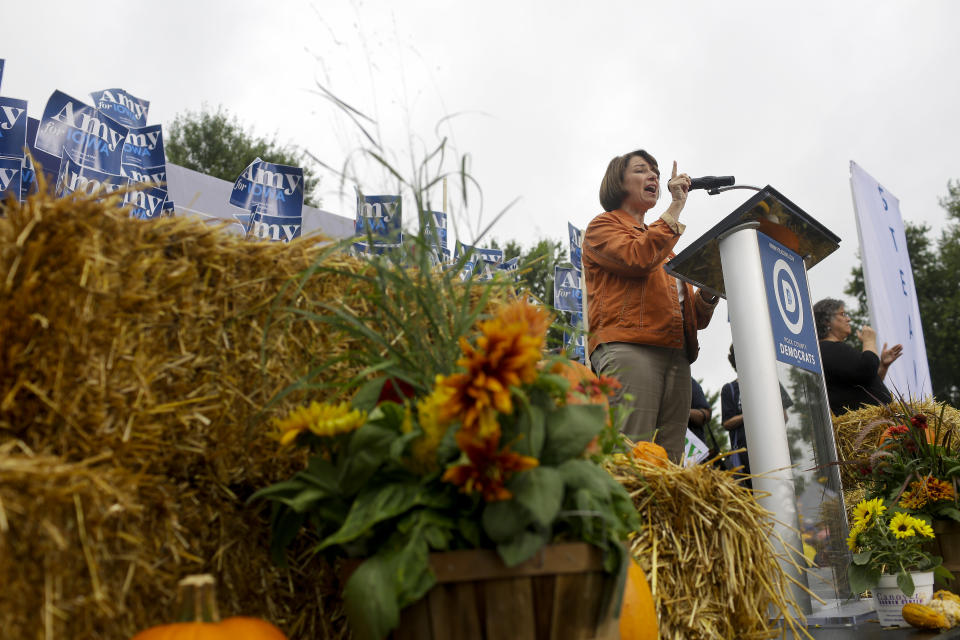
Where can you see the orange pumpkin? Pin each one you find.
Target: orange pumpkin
(638, 615)
(650, 452)
(201, 619)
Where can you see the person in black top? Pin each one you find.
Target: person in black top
(853, 379)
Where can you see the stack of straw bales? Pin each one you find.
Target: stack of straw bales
(706, 549)
(135, 362)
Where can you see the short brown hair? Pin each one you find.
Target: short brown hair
(611, 187)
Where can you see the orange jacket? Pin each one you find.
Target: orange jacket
(630, 298)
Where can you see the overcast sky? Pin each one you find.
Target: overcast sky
(544, 94)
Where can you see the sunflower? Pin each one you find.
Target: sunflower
(852, 538)
(921, 527)
(322, 419)
(429, 410)
(901, 525)
(507, 352)
(867, 510)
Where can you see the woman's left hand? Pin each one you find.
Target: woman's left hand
(678, 185)
(887, 356)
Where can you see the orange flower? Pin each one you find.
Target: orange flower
(506, 355)
(488, 469)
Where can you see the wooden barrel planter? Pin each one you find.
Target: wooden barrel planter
(562, 593)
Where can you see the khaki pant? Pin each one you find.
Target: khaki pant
(658, 378)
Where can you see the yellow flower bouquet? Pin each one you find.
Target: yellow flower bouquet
(889, 541)
(493, 453)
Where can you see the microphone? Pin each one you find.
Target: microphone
(712, 182)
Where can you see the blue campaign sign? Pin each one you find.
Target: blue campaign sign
(274, 190)
(576, 246)
(38, 159)
(123, 107)
(143, 149)
(146, 203)
(13, 127)
(437, 233)
(380, 216)
(74, 127)
(788, 299)
(274, 228)
(75, 178)
(10, 182)
(151, 175)
(567, 294)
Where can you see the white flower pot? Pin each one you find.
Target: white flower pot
(890, 600)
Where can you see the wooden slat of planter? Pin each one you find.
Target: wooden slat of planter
(464, 566)
(543, 587)
(576, 601)
(453, 612)
(508, 609)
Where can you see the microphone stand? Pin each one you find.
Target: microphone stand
(717, 190)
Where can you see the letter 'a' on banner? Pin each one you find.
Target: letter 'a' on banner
(888, 276)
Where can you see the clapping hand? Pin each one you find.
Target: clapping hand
(678, 185)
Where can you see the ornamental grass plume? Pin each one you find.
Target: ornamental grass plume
(492, 455)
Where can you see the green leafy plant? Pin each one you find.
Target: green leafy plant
(889, 541)
(916, 464)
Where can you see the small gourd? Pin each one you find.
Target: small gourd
(638, 614)
(650, 452)
(923, 617)
(200, 618)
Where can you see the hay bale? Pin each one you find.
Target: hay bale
(858, 433)
(136, 360)
(706, 550)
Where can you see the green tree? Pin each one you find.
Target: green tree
(935, 265)
(217, 144)
(536, 269)
(715, 434)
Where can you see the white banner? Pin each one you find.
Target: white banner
(891, 296)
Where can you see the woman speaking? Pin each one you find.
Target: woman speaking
(643, 322)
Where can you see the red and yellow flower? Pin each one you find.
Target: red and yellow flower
(488, 467)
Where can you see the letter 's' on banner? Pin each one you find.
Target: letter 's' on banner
(891, 296)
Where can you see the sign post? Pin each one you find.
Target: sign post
(757, 258)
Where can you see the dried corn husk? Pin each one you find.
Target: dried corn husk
(706, 551)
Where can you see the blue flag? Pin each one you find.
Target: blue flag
(143, 149)
(123, 107)
(567, 295)
(272, 197)
(13, 127)
(10, 182)
(72, 127)
(37, 160)
(146, 203)
(75, 178)
(576, 246)
(381, 217)
(275, 189)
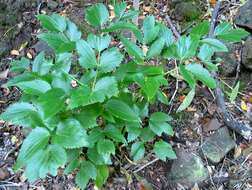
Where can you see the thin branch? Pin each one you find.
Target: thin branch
(173, 28)
(229, 120)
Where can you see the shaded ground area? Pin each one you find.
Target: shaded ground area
(199, 135)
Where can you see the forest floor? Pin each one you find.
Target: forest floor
(199, 124)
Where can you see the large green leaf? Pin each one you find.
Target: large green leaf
(97, 15)
(158, 123)
(121, 110)
(121, 26)
(187, 101)
(34, 142)
(52, 102)
(164, 150)
(156, 48)
(87, 171)
(150, 30)
(201, 74)
(41, 65)
(57, 41)
(53, 23)
(217, 45)
(45, 161)
(137, 151)
(102, 175)
(24, 114)
(87, 55)
(110, 59)
(70, 134)
(72, 32)
(34, 87)
(99, 43)
(132, 49)
(88, 115)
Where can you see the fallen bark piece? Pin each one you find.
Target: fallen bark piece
(187, 170)
(218, 145)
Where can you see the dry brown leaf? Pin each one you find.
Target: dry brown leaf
(15, 52)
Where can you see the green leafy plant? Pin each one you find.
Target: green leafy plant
(80, 118)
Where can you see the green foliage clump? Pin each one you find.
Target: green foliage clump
(79, 119)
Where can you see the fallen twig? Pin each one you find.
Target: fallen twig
(229, 120)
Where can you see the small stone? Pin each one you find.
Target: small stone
(187, 10)
(247, 53)
(218, 145)
(244, 15)
(187, 170)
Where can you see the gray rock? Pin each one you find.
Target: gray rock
(187, 169)
(244, 16)
(218, 145)
(4, 48)
(229, 60)
(247, 53)
(187, 10)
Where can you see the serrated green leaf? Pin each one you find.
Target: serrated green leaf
(217, 45)
(87, 55)
(187, 76)
(102, 175)
(201, 29)
(40, 65)
(137, 151)
(155, 48)
(187, 101)
(164, 150)
(121, 26)
(158, 124)
(88, 115)
(20, 65)
(45, 161)
(97, 15)
(133, 50)
(99, 43)
(72, 31)
(53, 23)
(70, 134)
(34, 142)
(53, 97)
(150, 30)
(121, 110)
(110, 59)
(57, 41)
(201, 74)
(34, 87)
(87, 172)
(22, 113)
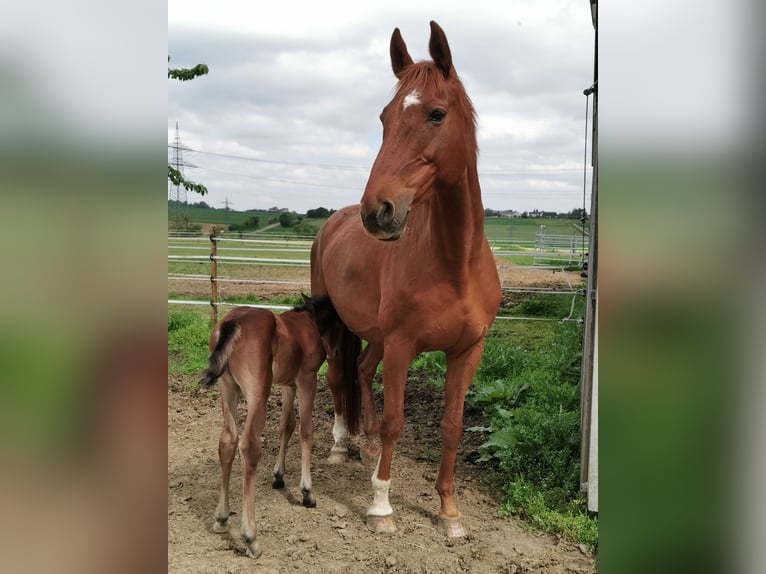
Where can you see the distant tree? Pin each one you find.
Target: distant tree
(175, 176)
(251, 222)
(319, 213)
(286, 219)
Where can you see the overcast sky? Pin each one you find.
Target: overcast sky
(288, 115)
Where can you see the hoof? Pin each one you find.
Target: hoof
(381, 523)
(220, 526)
(370, 456)
(253, 550)
(308, 500)
(338, 457)
(451, 527)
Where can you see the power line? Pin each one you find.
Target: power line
(486, 171)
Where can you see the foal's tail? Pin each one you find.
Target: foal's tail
(345, 347)
(228, 334)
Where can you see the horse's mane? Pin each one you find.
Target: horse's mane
(426, 73)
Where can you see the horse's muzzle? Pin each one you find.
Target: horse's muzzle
(383, 222)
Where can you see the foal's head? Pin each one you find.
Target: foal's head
(429, 138)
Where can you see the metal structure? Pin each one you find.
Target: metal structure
(589, 380)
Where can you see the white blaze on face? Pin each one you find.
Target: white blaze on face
(410, 99)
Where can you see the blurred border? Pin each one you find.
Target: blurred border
(83, 413)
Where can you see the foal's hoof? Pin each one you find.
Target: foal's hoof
(370, 456)
(381, 524)
(308, 499)
(253, 550)
(220, 527)
(451, 527)
(338, 456)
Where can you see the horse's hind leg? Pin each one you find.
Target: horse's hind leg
(286, 429)
(227, 448)
(339, 451)
(250, 452)
(307, 384)
(368, 364)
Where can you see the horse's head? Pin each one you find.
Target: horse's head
(429, 138)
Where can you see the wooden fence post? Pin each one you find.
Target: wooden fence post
(213, 274)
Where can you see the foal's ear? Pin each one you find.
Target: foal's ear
(439, 50)
(400, 57)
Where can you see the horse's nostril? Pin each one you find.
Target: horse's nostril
(385, 213)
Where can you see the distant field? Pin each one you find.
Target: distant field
(496, 228)
(524, 230)
(219, 216)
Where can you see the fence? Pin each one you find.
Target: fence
(246, 257)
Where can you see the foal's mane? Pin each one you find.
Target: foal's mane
(426, 74)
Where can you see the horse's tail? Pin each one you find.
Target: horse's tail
(346, 347)
(228, 335)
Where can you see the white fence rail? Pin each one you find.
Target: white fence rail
(181, 250)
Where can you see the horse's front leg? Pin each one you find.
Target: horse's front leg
(396, 360)
(286, 429)
(339, 451)
(307, 385)
(368, 364)
(460, 371)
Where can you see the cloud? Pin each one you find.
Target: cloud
(309, 90)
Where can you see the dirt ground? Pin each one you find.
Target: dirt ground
(333, 537)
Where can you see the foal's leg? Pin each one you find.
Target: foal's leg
(307, 384)
(227, 448)
(460, 371)
(395, 363)
(286, 428)
(339, 451)
(368, 364)
(250, 453)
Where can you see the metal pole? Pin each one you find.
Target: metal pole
(213, 274)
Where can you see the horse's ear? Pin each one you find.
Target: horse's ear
(400, 57)
(439, 50)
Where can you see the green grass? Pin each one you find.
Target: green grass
(188, 333)
(528, 388)
(524, 230)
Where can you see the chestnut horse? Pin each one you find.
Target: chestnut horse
(251, 349)
(409, 269)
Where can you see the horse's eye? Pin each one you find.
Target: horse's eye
(437, 116)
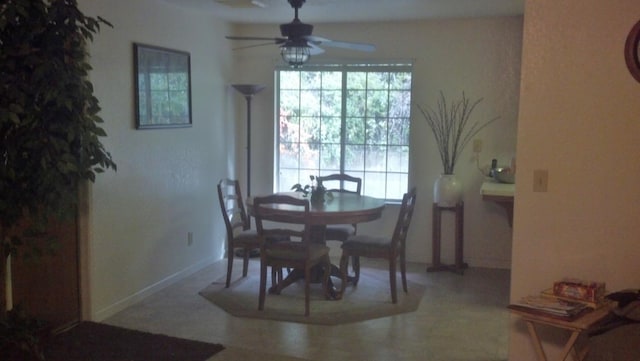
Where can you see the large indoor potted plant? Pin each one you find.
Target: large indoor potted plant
(453, 130)
(49, 123)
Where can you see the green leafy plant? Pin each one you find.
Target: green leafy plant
(316, 189)
(452, 128)
(49, 124)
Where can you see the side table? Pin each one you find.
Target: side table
(459, 265)
(576, 327)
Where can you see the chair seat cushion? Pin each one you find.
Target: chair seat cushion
(339, 232)
(246, 237)
(364, 242)
(297, 253)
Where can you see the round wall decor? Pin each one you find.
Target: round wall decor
(632, 51)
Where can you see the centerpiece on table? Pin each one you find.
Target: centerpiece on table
(453, 130)
(315, 189)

• _PROBLEM_
Reproduce everything in the listing from the line containing "Where can you see the centerpiece" down to the end, with both ends included.

• _TASK SOLUTION_
Where can you see the centerpiece on table? Pin each one you find.
Target: centerpiece on table
(453, 130)
(315, 189)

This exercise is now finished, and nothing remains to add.